(Referring expression data)
※
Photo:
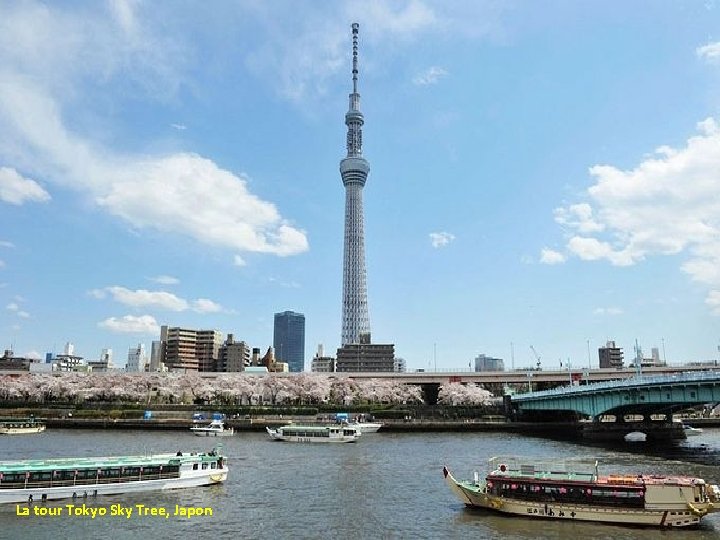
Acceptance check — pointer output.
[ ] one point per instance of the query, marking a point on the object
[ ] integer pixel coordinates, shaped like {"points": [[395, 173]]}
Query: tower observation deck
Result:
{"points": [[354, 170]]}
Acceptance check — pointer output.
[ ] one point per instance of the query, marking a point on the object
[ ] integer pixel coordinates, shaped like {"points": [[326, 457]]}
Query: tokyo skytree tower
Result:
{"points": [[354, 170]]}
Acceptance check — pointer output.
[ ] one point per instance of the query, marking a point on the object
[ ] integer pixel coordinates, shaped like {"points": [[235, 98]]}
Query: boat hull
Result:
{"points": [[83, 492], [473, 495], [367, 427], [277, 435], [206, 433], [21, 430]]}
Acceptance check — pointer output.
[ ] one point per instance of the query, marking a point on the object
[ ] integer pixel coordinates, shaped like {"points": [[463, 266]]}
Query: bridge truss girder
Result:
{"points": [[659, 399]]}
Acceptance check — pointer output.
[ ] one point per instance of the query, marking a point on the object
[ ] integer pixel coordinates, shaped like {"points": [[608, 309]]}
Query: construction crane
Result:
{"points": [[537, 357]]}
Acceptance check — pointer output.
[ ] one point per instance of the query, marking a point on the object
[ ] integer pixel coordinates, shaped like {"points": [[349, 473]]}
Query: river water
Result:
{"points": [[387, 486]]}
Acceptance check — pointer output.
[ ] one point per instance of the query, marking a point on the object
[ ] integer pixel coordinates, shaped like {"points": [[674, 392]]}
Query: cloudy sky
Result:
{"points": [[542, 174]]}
※
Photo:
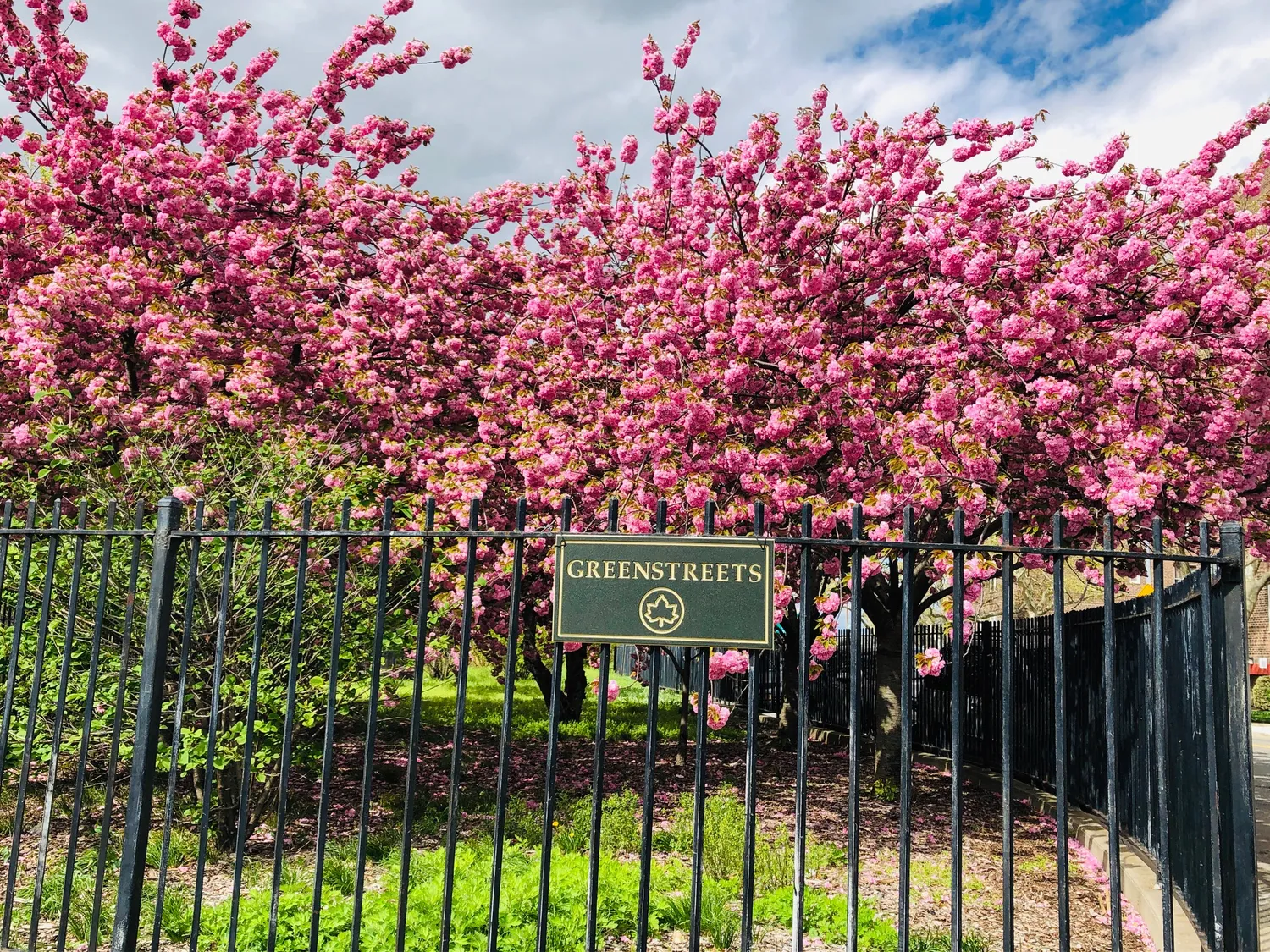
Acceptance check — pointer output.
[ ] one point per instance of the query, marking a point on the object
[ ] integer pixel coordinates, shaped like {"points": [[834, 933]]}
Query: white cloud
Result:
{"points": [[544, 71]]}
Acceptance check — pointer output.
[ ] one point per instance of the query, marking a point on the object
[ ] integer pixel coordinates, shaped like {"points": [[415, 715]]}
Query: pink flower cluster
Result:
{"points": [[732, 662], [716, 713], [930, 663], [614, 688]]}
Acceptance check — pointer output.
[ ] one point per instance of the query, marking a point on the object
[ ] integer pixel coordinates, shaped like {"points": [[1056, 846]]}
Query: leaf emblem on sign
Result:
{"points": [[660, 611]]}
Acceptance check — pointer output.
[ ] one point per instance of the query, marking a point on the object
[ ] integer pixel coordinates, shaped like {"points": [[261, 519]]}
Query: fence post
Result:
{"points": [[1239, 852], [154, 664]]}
※
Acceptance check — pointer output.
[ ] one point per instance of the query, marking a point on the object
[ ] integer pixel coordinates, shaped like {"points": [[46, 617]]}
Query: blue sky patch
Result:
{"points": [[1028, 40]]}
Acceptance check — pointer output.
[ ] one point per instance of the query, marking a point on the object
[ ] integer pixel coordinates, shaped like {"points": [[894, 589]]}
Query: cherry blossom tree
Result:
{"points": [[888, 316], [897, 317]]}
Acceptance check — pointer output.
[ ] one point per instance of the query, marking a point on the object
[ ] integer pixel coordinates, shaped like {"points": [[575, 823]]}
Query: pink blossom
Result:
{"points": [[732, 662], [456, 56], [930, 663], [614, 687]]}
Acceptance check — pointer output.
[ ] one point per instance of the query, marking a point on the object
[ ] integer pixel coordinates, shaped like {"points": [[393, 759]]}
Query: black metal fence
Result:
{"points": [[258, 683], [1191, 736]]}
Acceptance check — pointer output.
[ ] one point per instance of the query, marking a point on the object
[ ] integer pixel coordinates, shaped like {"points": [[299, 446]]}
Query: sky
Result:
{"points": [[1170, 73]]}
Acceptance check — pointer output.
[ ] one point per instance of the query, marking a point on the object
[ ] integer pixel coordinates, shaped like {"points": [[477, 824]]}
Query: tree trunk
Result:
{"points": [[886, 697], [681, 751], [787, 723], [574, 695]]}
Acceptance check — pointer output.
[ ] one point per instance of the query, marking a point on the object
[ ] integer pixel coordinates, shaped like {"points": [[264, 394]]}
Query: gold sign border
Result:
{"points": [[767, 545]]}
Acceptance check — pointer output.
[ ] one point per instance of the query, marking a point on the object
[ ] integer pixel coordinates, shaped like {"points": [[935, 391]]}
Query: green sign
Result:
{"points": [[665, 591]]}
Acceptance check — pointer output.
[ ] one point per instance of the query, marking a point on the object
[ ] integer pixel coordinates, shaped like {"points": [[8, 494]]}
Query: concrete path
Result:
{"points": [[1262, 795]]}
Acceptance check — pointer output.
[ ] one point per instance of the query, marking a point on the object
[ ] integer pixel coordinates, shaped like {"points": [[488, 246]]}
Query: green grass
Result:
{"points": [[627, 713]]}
※
# [Task prompt]
Retrieve each line of the data in which the word "tower" can be found.

# [Answer box]
Query: tower observation deck
Query: tokyo skytree tower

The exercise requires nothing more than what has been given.